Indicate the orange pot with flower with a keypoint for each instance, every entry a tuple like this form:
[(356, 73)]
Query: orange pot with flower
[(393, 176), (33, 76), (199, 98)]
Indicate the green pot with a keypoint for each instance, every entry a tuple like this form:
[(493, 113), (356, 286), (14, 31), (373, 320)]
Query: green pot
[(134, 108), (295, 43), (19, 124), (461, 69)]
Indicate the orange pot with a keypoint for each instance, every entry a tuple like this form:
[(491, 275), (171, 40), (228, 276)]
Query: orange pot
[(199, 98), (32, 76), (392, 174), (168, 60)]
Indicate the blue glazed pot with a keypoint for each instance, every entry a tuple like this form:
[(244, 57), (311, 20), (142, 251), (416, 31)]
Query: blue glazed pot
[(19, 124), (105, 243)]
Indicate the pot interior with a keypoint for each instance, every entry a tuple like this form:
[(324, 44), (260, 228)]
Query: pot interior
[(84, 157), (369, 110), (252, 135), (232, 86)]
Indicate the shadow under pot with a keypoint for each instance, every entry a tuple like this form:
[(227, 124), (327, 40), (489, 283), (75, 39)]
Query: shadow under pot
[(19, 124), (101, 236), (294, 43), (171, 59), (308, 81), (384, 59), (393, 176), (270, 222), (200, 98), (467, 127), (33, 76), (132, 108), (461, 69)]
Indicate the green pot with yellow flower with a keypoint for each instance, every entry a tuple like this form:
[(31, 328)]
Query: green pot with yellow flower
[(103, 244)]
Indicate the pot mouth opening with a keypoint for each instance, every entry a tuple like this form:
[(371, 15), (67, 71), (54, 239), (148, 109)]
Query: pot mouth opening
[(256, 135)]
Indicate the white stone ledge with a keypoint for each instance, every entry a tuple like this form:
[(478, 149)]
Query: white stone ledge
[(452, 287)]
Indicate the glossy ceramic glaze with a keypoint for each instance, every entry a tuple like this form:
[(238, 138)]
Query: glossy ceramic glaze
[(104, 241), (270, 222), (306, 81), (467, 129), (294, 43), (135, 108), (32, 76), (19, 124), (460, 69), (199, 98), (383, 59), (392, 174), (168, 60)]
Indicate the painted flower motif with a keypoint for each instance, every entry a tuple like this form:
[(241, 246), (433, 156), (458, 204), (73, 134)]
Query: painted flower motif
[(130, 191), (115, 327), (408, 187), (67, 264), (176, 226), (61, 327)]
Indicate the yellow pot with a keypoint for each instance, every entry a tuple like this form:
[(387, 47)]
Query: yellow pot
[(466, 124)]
*-*-*
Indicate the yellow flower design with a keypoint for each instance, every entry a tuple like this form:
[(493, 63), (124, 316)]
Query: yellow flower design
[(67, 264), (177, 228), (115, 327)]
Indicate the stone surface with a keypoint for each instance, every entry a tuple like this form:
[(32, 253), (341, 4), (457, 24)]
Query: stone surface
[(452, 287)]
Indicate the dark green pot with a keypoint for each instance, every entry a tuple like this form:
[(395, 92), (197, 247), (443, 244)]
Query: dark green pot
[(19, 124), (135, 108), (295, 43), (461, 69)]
*-*-*
[EXERCISE AIM]
Set down, exactly as they stand above, the lines starting with the line with "[(244, 57), (311, 20), (142, 251), (416, 31)]" and going on through the line with "Indicate the painted", and no others.

[YOUR SOLUTION]
[(244, 57), (311, 20), (142, 251), (416, 31)]
Query: blue glazed pot
[(19, 124), (105, 243)]
Indicate the pot interior with a keypoint for each instance, every entry a tuple like this form:
[(324, 44), (260, 228)]
Query: pot interior
[(84, 157), (369, 110), (252, 135), (232, 86)]
Indicate the shadow under pot with a keypoint for each instance, every entry a tuple like this form:
[(227, 124), (327, 40), (489, 283), (75, 39)]
Query: shadow under pot
[(19, 124), (101, 236), (294, 43), (171, 59), (308, 81), (384, 59), (393, 176), (270, 222), (200, 98), (467, 127), (33, 76), (132, 108), (461, 69)]
Indicate the green pot with yellow flower with a keypoint for each instance, every entry a tuple like this form:
[(31, 328)]
Query: green pot with yellow flower
[(103, 244)]
Indicate the pot mouth opening with a keypoint for each instance, every entry a tuple like this form:
[(371, 15), (67, 71), (54, 239), (148, 109)]
Query: pot mouth opening
[(256, 135)]
Indicate the white stone ledge with a keypoint for each instance, every entry a tuple like this form:
[(478, 149)]
Query: white stone ledge
[(452, 287)]
Indicate the glossy ceramic glaze with a keypoint for each instance, every entry a tuple like this form:
[(238, 138)]
Query: glossy ceramic glaze
[(104, 241), (270, 222), (306, 81), (467, 129), (294, 43), (135, 108), (32, 76), (19, 124), (460, 69), (199, 98), (383, 59), (392, 174), (168, 60)]
Indicate the painted flower motif with a keypoint for each instance, every entry a tuple like this form:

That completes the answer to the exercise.